INSTRUCTIONS FOR THE TASK:
Across the entries, how many lines have the string "bumper" in them? Reply with only a number.

==*==

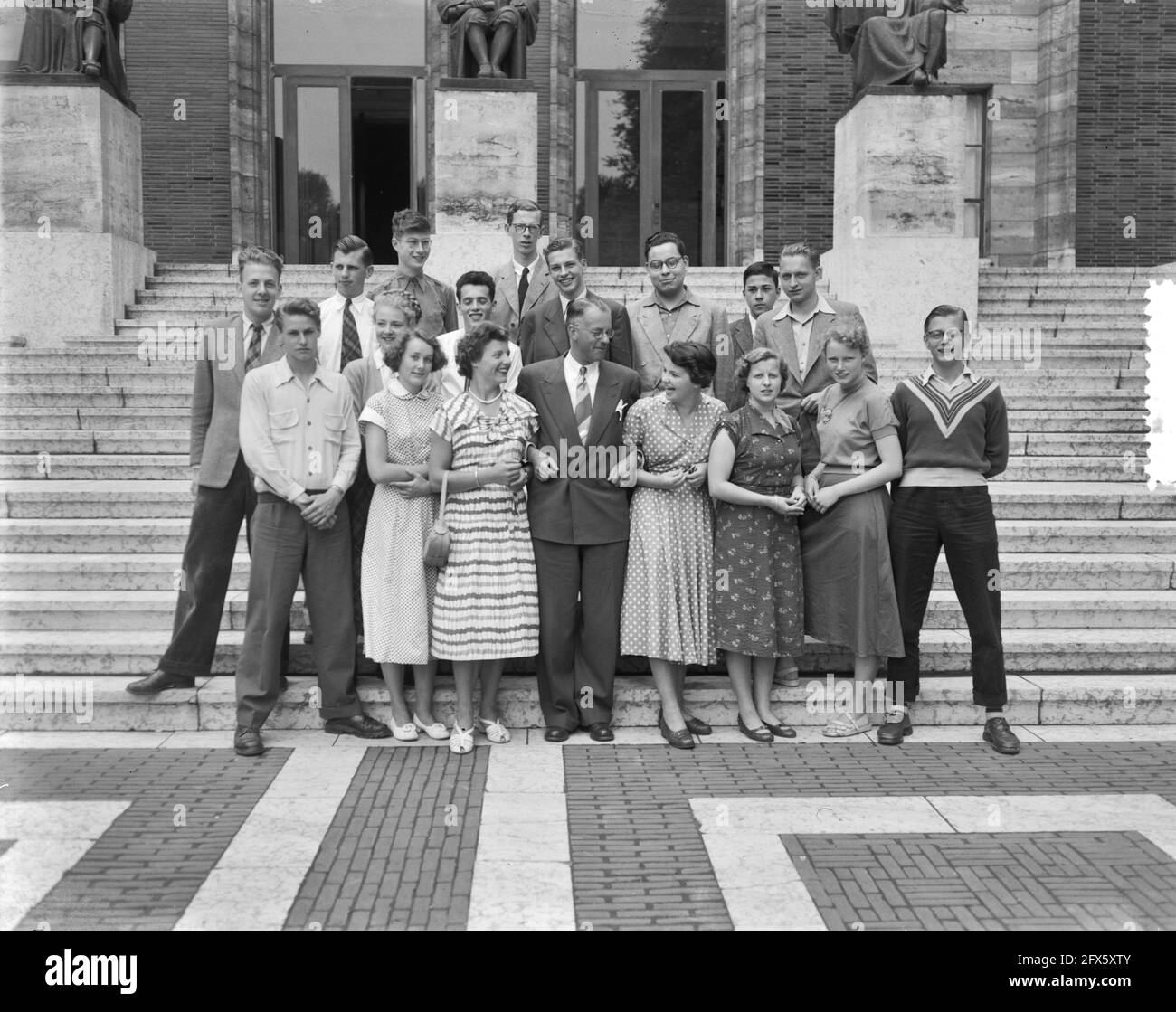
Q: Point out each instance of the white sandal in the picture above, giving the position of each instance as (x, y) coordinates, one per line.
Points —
(436, 730)
(494, 730)
(842, 725)
(461, 741)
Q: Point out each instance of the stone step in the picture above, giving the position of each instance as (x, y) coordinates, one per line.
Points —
(81, 498)
(169, 534)
(117, 572)
(140, 611)
(90, 652)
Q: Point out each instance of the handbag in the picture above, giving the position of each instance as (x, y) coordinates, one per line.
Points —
(436, 544)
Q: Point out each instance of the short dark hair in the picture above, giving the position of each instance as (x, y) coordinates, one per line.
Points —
(353, 243)
(754, 357)
(298, 307)
(473, 344)
(661, 239)
(697, 360)
(258, 254)
(395, 354)
(477, 278)
(564, 242)
(579, 307)
(761, 267)
(522, 204)
(410, 220)
(802, 250)
(945, 310)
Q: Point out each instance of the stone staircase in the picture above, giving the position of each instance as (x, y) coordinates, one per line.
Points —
(94, 481)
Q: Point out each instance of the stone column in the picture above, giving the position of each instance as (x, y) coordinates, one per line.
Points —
(1057, 134)
(900, 242)
(486, 144)
(71, 209)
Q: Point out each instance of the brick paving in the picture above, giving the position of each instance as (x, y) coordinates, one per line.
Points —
(400, 851)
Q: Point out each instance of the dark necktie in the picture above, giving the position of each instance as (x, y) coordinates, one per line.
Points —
(524, 285)
(351, 350)
(253, 352)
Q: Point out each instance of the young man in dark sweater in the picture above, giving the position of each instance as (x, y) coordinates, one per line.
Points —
(953, 431)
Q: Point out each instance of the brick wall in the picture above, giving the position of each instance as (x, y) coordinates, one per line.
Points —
(180, 51)
(1127, 134)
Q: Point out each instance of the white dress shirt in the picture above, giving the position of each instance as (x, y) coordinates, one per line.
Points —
(330, 340)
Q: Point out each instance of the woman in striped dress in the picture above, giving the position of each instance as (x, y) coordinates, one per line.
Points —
(487, 599)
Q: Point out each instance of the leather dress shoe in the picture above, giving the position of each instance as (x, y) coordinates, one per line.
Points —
(361, 725)
(677, 740)
(600, 733)
(1001, 737)
(247, 742)
(895, 728)
(160, 681)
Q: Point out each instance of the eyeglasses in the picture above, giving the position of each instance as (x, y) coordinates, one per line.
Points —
(596, 332)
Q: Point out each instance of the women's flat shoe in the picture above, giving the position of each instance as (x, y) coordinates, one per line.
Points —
(494, 730)
(436, 730)
(761, 733)
(461, 740)
(677, 740)
(404, 733)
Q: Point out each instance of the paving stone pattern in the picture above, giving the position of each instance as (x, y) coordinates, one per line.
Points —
(400, 851)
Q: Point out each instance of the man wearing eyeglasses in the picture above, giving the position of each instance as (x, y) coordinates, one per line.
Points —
(670, 312)
(953, 431)
(579, 511)
(544, 332)
(525, 282)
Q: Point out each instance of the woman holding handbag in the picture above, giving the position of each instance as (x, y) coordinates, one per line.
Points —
(396, 585)
(487, 599)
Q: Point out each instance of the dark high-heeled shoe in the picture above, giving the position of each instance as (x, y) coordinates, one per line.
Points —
(761, 734)
(677, 740)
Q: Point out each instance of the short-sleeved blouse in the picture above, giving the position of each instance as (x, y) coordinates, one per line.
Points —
(765, 456)
(850, 424)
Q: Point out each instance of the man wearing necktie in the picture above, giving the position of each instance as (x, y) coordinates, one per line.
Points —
(525, 281)
(348, 334)
(222, 482)
(579, 511)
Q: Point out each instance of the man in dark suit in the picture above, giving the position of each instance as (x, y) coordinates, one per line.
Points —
(544, 332)
(761, 288)
(579, 510)
(220, 479)
(798, 334)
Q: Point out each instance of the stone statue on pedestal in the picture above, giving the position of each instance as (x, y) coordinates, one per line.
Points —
(904, 43)
(77, 40)
(485, 33)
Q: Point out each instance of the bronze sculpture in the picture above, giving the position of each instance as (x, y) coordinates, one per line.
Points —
(65, 40)
(486, 32)
(895, 43)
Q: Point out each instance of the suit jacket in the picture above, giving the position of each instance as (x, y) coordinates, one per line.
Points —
(216, 403)
(544, 333)
(506, 310)
(700, 320)
(775, 330)
(580, 510)
(740, 340)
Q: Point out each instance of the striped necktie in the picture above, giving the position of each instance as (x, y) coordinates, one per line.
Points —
(351, 349)
(253, 352)
(583, 404)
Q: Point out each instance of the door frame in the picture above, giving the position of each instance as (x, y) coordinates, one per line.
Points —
(326, 77)
(651, 85)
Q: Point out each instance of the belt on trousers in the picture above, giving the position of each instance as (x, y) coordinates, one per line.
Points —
(270, 497)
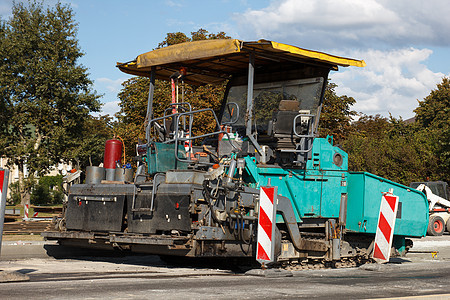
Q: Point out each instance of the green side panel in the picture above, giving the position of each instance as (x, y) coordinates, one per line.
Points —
(161, 158)
(364, 200)
(314, 192)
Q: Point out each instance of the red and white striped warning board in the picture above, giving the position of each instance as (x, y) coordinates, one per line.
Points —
(266, 224)
(385, 227)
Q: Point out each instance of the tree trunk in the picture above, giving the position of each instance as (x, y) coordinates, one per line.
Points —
(24, 189)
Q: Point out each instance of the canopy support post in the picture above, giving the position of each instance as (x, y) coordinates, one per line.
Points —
(151, 91)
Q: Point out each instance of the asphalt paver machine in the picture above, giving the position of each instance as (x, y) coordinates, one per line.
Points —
(199, 195)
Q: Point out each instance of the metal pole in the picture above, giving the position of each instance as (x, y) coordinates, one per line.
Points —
(4, 176)
(151, 91)
(249, 115)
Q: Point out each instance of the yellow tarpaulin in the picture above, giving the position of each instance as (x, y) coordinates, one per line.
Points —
(212, 61)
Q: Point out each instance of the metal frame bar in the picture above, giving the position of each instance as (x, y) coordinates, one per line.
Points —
(3, 194)
(151, 91)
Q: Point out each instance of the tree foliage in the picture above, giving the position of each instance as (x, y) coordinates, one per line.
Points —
(46, 94)
(388, 148)
(433, 119)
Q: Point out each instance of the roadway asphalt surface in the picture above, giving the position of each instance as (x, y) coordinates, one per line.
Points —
(419, 275)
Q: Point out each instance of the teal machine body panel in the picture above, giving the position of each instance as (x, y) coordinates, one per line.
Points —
(364, 205)
(319, 190)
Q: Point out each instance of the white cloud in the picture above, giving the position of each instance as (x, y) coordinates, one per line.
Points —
(392, 82)
(112, 85)
(5, 9)
(393, 37)
(325, 23)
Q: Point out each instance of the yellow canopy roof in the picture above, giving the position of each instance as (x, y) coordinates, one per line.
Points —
(212, 61)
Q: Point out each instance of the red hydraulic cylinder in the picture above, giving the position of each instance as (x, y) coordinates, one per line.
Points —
(113, 152)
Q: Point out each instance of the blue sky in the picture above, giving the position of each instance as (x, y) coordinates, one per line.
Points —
(405, 43)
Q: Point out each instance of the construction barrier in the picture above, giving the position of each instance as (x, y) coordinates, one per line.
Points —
(385, 227)
(266, 225)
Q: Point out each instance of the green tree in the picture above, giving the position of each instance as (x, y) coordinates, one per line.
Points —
(388, 148)
(88, 148)
(46, 94)
(433, 117)
(134, 94)
(336, 116)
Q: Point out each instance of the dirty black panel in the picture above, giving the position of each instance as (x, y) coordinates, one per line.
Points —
(89, 213)
(171, 210)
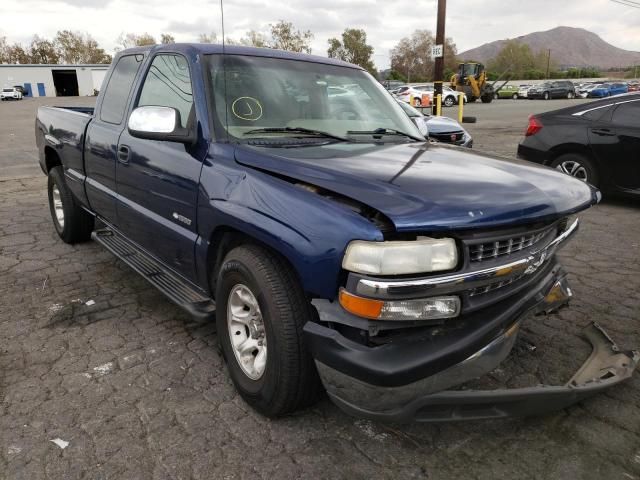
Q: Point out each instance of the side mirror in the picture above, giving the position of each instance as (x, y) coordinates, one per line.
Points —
(421, 123)
(158, 123)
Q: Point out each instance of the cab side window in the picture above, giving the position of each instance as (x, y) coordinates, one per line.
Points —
(168, 84)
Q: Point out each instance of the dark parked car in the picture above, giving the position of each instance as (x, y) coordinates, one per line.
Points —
(608, 90)
(332, 245)
(554, 89)
(598, 142)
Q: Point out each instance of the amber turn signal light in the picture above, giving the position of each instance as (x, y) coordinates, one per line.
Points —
(360, 306)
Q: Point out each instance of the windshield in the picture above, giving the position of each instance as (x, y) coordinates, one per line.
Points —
(277, 98)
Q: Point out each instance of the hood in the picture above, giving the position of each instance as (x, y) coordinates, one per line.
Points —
(443, 125)
(419, 186)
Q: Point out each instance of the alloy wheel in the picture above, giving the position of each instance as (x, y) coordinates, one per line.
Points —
(247, 331)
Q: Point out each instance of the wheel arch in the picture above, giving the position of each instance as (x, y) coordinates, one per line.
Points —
(224, 239)
(565, 148)
(51, 158)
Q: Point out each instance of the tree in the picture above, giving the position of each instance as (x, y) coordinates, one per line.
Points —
(167, 38)
(412, 56)
(208, 38)
(76, 47)
(284, 37)
(254, 39)
(42, 51)
(132, 40)
(353, 49)
(15, 54)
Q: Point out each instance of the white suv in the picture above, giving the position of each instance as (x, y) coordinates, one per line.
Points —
(11, 93)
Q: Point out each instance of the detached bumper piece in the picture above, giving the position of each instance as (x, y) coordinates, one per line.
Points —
(606, 367)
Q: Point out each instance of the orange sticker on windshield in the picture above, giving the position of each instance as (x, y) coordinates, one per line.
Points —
(247, 108)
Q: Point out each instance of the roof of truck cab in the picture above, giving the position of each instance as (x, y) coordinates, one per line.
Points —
(211, 48)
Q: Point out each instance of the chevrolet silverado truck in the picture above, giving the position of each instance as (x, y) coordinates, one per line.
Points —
(336, 249)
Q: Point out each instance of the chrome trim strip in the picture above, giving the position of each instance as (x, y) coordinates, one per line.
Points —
(468, 280)
(579, 114)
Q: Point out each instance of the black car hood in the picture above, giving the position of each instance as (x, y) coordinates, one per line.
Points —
(419, 186)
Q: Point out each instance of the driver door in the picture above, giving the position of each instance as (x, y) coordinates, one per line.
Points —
(158, 180)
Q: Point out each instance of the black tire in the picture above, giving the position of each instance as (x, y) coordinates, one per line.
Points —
(591, 173)
(289, 380)
(78, 223)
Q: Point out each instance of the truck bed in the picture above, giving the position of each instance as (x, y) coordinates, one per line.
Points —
(60, 134)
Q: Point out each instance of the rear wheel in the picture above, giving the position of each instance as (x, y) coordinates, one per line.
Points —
(577, 166)
(261, 309)
(71, 221)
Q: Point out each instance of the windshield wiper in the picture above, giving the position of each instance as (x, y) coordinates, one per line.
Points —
(378, 132)
(307, 131)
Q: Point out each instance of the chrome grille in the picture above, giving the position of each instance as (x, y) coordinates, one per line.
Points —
(490, 250)
(494, 286)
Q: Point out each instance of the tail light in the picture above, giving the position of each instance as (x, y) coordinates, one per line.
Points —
(535, 125)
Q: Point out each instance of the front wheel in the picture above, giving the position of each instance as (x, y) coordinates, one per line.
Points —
(261, 309)
(72, 223)
(578, 166)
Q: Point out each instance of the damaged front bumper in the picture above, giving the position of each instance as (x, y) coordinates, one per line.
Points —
(366, 384)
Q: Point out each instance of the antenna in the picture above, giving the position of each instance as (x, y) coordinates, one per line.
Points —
(222, 15)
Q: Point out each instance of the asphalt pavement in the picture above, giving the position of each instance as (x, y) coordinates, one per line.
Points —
(101, 377)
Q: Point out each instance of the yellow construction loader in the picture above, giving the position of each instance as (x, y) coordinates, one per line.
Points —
(472, 80)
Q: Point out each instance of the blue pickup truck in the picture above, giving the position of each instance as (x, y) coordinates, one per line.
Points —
(291, 200)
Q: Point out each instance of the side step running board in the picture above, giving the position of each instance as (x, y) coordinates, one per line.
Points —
(178, 290)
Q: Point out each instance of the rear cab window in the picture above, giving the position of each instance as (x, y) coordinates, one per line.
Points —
(116, 95)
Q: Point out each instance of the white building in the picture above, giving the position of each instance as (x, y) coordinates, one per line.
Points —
(54, 80)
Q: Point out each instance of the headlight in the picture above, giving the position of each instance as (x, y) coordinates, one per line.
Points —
(400, 258)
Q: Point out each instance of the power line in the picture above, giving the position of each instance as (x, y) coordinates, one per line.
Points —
(627, 3)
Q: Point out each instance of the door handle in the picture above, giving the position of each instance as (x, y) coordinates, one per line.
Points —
(123, 154)
(604, 132)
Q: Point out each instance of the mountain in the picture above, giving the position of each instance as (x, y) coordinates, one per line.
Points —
(570, 47)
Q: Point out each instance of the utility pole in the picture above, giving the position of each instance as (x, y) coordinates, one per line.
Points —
(548, 63)
(439, 66)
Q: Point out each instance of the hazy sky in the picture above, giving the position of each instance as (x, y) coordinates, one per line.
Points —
(469, 22)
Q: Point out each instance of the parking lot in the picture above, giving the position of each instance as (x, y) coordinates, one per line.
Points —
(139, 390)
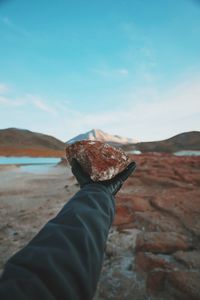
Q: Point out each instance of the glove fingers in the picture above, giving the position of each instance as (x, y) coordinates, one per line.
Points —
(78, 172)
(127, 172)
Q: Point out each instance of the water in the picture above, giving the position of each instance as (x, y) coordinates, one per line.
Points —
(25, 160)
(187, 153)
(27, 164)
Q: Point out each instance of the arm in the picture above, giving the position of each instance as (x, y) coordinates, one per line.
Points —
(64, 260)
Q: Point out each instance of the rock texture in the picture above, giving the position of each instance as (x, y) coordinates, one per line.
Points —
(101, 161)
(160, 203)
(153, 249)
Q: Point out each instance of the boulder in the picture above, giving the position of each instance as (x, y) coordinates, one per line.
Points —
(162, 242)
(101, 161)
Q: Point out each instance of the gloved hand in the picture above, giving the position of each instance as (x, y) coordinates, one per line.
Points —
(113, 185)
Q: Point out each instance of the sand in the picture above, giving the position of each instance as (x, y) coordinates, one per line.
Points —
(27, 202)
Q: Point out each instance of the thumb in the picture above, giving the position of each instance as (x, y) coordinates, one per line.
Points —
(127, 172)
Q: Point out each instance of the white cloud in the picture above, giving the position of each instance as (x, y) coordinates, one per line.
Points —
(169, 113)
(38, 102)
(145, 114)
(111, 73)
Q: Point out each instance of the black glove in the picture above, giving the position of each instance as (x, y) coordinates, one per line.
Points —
(113, 185)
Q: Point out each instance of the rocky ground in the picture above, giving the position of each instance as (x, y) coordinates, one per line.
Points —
(153, 249)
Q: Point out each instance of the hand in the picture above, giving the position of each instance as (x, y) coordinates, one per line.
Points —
(113, 185)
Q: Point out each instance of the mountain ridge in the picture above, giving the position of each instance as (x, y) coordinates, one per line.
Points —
(98, 134)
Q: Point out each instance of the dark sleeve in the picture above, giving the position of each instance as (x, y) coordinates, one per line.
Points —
(64, 259)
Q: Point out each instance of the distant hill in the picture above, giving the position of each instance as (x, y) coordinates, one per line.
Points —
(184, 141)
(97, 134)
(15, 141)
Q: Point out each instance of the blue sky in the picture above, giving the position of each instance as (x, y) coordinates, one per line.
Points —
(128, 67)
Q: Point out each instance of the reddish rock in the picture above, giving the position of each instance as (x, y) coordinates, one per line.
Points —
(186, 284)
(101, 161)
(146, 262)
(124, 215)
(190, 259)
(156, 282)
(184, 205)
(162, 242)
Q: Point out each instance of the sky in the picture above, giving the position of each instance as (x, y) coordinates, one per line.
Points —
(127, 67)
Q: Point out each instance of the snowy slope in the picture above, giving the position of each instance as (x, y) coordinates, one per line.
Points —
(99, 135)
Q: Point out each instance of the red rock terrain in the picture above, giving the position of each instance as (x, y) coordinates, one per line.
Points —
(162, 201)
(153, 249)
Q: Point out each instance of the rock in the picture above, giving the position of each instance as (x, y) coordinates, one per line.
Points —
(146, 262)
(101, 161)
(190, 259)
(162, 242)
(156, 282)
(185, 284)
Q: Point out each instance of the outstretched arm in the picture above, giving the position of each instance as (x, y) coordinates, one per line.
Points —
(64, 259)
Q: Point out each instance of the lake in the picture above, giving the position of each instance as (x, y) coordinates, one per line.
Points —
(31, 164)
(187, 153)
(28, 160)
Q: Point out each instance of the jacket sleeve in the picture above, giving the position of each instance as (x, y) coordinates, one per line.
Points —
(63, 261)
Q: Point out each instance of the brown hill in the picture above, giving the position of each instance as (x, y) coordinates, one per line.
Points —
(19, 142)
(184, 141)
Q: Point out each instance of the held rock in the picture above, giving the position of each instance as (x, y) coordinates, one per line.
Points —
(101, 161)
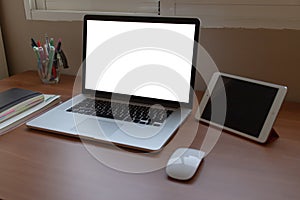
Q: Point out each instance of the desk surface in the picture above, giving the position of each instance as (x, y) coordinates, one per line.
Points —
(39, 165)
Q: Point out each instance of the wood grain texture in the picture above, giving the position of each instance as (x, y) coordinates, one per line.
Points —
(39, 165)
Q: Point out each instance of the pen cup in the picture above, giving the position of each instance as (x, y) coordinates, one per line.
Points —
(49, 70)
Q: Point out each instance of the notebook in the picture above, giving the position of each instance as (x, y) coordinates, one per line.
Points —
(138, 75)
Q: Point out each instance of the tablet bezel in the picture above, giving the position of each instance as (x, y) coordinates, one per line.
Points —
(271, 117)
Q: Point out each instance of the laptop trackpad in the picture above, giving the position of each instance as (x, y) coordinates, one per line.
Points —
(96, 128)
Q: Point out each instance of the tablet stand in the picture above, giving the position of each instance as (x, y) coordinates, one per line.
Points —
(273, 136)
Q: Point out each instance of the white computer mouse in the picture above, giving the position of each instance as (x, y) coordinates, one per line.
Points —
(184, 163)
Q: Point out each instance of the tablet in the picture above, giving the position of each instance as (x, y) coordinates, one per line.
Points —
(241, 105)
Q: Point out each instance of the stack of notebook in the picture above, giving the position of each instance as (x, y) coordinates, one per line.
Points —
(17, 104)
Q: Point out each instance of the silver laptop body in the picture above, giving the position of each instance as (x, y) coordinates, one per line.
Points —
(124, 62)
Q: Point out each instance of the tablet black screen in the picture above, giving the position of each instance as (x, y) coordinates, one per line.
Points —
(247, 105)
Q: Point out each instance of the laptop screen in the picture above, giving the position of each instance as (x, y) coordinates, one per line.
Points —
(146, 57)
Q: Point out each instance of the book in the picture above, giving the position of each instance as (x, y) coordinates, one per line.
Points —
(17, 120)
(16, 100)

==*==

RESULT BELOW:
2